== Selected excerpt

Start Simple

This post is part of a series based on a presentation I did to the London VMware User Group on February 25th, 2010 about the reality of Enterprise scale internal cloud platforms. To find other posts in the series, just look for the tag “Bringing the Cloud Down to Earth”.

With all the hype surrounding Cloud, it’s easy to lose your head when planning what your first release is going to offer. Well maybe not you, but other people around you who aren’t as grounded will almost certainly lose theirs. “ZOMG we’ll have vMotion to Amazon and single click clone-to-new-VM for production workloads BOOM! HEADSHOT!!!”. Calm down, Doug. You should always remember Gall’s Law, which in a nutshell says any complex system that works is bound to have evolved from a simple system that worked. Amen to that. It’s also worth remembering that simple does not necessarily mean easy, of course as Einstein said “It can scarcely be denied that the supreme goal of all theory is to make the irreducible basic elements as simple and as few as possible without having to surrender the adequate representation of a single datum of experience.” (ie make it as simple as possible, but no simpler).

Use Case Elimination
But how simple is simple? The correct answer is actually driven by your timeline and resources. You need to figure out what you can reasonably deliver within those constraints, and the easiest way to do that is by getting together a list of use cases, and then taking to them with a hatchet (unless you have unlimited time and resources, in which case sit back and have another caramel soy Latte).

====

## Problem requirements
Could you return everything from "Use Case Elimination" down to "caramel soy Latte)." in the post on starting simple, word for word? The rows are separate material with no tie to the post on starting simple.

== Records provided

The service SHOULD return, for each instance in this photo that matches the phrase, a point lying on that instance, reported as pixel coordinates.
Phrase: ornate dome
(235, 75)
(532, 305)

====
== Records provided

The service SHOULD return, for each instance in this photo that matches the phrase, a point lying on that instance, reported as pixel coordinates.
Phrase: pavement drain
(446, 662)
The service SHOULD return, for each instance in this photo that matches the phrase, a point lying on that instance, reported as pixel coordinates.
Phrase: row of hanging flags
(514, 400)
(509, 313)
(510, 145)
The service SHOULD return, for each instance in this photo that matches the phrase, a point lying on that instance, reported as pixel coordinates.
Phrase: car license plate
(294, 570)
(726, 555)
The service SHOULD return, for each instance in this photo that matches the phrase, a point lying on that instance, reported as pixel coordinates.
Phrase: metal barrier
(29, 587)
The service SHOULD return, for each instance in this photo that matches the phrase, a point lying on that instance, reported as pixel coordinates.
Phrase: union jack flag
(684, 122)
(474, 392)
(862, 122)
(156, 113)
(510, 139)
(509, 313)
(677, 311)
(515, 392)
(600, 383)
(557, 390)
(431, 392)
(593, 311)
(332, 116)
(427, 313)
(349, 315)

====
== Records provided

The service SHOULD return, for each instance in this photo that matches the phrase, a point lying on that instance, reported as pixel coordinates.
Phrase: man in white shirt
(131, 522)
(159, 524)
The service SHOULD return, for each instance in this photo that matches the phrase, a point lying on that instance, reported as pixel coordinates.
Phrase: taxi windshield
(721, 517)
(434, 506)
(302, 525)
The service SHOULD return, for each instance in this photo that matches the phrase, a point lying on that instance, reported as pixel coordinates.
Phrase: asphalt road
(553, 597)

====

## Task output
Use Case Elimination
But how simple is simple? The correct answer is actually driven by your timeline and resources. You need to figure out what you can reasonably deliver within those constraints, and the easiest way to do that is by getting together a list of use cases, and then taking to them with a hatchet (unless you have unlimited time and resources, in which case sit back and have another caramel soy Latte).